Rewrite the data below from the line with "Target: ear" through the end, swapping "leather" for "suede" and leaving everything else as it is.

[Records to use]
════════

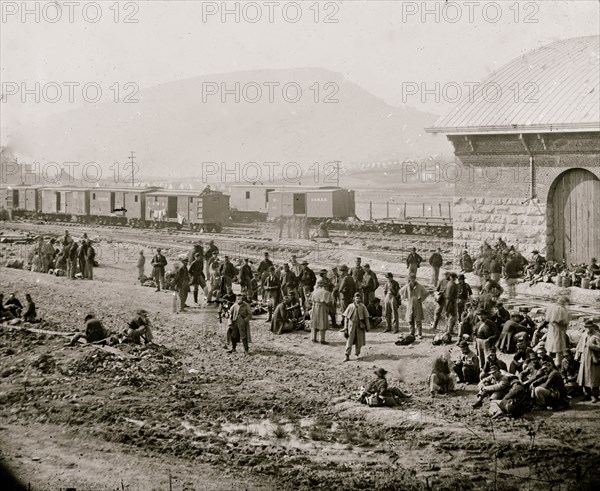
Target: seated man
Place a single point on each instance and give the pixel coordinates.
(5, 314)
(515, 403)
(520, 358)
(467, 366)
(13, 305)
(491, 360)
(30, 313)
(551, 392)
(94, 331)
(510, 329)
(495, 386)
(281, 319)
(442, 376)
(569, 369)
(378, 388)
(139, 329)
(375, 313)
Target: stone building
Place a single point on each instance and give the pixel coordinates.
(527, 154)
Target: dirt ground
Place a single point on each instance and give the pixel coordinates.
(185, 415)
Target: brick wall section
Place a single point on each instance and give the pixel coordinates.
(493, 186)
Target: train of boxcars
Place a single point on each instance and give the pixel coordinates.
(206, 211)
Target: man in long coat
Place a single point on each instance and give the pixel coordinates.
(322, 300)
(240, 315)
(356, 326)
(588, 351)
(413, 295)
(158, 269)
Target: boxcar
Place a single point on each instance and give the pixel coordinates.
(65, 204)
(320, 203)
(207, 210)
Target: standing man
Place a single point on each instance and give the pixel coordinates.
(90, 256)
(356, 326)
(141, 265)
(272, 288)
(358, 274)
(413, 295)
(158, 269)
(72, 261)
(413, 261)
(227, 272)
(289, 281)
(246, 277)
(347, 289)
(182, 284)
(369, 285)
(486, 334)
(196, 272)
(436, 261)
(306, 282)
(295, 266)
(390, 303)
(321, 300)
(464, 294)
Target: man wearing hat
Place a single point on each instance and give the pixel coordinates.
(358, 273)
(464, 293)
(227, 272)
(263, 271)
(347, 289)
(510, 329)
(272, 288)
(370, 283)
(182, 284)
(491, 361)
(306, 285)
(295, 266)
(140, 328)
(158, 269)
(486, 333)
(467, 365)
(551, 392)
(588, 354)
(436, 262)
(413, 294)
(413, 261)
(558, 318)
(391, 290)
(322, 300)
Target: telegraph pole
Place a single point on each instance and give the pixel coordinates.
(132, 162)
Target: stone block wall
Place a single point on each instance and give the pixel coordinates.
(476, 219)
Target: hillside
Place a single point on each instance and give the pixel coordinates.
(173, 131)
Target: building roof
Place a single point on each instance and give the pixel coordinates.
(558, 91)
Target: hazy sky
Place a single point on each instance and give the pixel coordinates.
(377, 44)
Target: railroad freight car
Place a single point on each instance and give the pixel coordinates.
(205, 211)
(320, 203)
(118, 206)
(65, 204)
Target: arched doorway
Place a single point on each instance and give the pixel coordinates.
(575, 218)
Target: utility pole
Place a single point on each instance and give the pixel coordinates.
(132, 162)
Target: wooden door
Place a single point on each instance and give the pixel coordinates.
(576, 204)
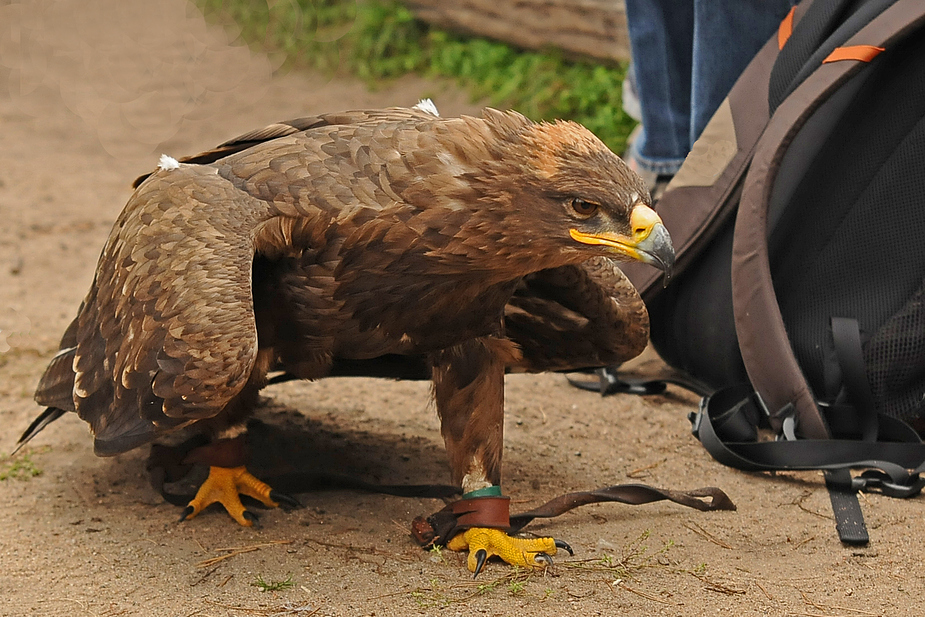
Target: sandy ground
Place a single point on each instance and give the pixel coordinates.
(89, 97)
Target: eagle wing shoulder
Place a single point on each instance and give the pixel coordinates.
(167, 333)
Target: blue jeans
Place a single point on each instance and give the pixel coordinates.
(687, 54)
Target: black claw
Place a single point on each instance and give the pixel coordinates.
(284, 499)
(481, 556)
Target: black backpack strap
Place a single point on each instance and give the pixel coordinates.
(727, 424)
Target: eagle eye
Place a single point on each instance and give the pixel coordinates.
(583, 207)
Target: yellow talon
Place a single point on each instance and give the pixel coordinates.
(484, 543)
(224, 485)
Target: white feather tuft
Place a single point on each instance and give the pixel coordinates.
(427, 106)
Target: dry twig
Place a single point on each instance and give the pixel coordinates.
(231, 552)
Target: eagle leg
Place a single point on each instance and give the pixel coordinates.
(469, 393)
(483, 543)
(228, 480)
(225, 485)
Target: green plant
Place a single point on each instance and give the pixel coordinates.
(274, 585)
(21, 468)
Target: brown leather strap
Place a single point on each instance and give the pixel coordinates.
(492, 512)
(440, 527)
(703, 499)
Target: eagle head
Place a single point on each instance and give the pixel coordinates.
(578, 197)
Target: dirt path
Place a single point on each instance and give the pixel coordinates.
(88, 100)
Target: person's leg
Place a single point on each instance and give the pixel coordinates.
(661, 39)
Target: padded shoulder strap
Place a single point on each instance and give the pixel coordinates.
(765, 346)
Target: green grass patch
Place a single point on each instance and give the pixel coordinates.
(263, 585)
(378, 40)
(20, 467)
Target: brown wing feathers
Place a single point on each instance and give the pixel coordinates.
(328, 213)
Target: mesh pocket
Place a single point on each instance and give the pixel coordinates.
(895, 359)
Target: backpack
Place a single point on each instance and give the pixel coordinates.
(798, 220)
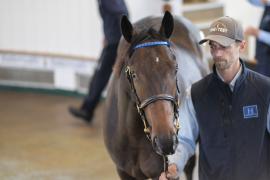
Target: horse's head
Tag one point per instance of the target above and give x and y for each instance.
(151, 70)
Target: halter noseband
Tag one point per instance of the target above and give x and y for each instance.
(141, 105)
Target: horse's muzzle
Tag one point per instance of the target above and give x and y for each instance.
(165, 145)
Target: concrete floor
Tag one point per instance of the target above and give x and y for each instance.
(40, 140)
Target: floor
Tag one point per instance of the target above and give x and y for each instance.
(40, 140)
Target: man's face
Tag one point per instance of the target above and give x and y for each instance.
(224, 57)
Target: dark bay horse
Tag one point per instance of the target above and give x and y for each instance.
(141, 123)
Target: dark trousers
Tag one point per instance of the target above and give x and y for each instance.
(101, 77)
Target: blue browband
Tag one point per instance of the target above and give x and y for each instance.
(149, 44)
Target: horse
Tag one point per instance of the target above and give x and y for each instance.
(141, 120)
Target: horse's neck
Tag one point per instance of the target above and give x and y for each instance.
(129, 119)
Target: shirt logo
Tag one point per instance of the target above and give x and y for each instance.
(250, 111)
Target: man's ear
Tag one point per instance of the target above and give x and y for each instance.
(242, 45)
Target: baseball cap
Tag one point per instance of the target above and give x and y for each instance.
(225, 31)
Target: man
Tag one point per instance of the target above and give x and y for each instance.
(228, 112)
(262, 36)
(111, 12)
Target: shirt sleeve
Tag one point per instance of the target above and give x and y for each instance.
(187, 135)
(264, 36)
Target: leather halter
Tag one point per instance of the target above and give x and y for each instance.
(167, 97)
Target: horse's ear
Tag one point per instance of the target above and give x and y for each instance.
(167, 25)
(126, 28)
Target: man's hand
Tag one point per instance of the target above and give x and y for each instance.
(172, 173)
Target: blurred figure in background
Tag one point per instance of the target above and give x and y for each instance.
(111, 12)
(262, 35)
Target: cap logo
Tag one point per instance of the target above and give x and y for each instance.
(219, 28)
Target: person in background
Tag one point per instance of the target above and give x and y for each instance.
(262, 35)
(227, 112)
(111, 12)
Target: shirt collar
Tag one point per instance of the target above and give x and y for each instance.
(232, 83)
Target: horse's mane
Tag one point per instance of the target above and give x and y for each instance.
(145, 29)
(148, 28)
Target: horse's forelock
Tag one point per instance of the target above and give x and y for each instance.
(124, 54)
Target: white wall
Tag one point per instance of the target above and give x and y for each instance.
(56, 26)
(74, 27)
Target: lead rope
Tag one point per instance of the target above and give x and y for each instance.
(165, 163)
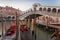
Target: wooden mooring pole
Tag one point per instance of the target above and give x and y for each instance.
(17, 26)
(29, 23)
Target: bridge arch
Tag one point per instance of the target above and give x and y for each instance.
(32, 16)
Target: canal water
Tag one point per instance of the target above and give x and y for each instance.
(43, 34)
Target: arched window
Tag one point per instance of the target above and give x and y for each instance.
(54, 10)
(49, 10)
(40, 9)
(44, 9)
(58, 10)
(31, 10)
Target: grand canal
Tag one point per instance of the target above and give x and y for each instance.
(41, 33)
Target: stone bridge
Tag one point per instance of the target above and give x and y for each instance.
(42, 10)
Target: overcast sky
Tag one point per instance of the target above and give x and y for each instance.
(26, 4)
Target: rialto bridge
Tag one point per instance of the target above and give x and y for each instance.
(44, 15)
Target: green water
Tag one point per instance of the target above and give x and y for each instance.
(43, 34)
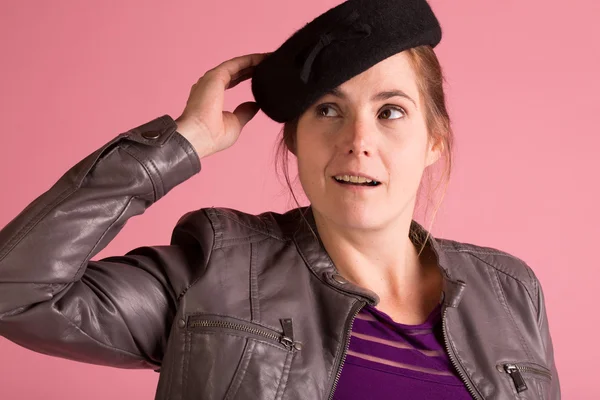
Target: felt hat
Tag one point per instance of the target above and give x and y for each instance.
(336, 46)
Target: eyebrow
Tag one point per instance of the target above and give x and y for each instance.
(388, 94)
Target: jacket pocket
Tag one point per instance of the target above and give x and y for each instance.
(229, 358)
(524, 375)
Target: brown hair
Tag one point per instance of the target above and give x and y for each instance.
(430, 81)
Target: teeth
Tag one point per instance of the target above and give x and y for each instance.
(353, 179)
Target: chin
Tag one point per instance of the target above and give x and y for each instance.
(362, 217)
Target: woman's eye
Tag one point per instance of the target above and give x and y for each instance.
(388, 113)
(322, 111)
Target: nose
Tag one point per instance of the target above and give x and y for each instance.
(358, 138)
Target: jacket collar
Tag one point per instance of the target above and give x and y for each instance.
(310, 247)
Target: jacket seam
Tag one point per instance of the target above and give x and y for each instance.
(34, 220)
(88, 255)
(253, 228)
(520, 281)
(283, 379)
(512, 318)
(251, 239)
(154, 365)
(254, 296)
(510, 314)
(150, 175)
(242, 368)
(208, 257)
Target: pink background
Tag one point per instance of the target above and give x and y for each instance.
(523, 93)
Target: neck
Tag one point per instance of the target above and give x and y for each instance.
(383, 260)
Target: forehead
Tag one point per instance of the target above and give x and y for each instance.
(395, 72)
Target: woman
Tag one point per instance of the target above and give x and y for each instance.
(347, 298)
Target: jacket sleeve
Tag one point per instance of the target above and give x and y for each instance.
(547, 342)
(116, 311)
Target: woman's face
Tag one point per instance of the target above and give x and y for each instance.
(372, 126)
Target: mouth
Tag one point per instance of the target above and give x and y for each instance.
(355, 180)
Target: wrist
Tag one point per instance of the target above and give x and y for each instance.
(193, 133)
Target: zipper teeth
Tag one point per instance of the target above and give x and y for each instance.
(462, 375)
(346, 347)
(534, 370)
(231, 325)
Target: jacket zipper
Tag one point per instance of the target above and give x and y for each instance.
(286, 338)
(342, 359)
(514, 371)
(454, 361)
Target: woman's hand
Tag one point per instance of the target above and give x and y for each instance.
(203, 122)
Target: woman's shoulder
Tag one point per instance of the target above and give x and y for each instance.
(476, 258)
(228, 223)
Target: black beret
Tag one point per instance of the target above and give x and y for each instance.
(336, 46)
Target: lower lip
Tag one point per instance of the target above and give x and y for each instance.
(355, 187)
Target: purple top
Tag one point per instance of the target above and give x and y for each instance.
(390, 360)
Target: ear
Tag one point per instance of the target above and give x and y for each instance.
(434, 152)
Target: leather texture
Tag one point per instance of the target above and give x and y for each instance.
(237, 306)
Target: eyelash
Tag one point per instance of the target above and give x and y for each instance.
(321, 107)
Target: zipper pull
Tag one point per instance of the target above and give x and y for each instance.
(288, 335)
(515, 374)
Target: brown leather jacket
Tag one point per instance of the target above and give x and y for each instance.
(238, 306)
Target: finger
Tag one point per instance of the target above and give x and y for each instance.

════════

[Final result]
Target: ear
Tag one point per instance of the target above and give x and y for each instance.
(434, 152)
Target: suede texture
Tag one point per instance of the target above and give x and y for each instance.
(237, 306)
Target: eyelash
Tag one point per instance of the target above and give x and y for each instance.
(321, 107)
Target: zipper pull
Tag one point per instance of the target above and give x and y for each instance.
(288, 335)
(515, 374)
Target: brown suede jacket
Tag one point per instance of the target above and give x and y for each instance.
(238, 306)
Target: finger
Tag one point per instance of the target above and give x and y for each instance.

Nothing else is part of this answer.